:: Metin bölümü ::
----------------

Bora Çınar
On üç yıldır bir başkent markası olarak çok çok farklı işlere imza atan “Grafikir”in sahibi Bora Çınar bu ay konuğumuz. Ankaralı bir firma olarak sektörde nasıl büyük başarı sağladıklarından geleceğe yönelik projelerine dek keyifli bir röportaj sizleri bekliyor…
Öncelikle sizi tanıyabilir miyiz?
Bora Çınar: 1973 Ankara doğumluyum. Çok da başarılı sayılmayacak bir öğrenim sürecinden sonra Bilkent Üniversitesi Turizm ve Otelcilik bölümüne girdim. Aynı hızla da çıktım. 1993 yılında Hürriyet Gazetesi Ankara Temsilcisi Melih Yalman ile bir iş görüşmesi yaptım. Kırk beş dakika konuştuktan sonra bana: “Sen reklamcı olacaksın.” dedi. Ben de oldum. İki seneye yakın Hürriyet Gazetesi Reklam Servisi’nde çalıştım. Daha sonra ekip olarak bir ajansa transfer olduk. 1996 Şubat’ta da Grafikir’i kurduk. O gün bugündür Grafikir’le yatıp, Grafikir’le kalkıyoruz…
“Grafikir” ismi ve fikri nasıl çıktı?

----------------

:: Alıştırma görevi A ::
Röportaja göre Grafikir hangi ay ve yılda kuruldu?

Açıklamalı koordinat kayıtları
----------------

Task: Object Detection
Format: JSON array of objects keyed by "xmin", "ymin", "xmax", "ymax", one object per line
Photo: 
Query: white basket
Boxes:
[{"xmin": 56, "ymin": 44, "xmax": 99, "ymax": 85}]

----------------

:: Alıştırma görevi B ::
Açıklamalı koordinat satırlarının tamamını hiçbir değişiklik yapmadan kopyalayın.

:: Görevin cevabı A ::
1996 Şubat'ta.

:: Görevin cevabı B ::
Task: Object Detection
Format: JSON array of objects keyed by "xmin", "ymin", "xmax", "ymax", one object per line
Photo: 
Query: white basket
Boxes:
[{"xmin": 56, "ymin": 44, "xmax": 99, "ymax": 85}]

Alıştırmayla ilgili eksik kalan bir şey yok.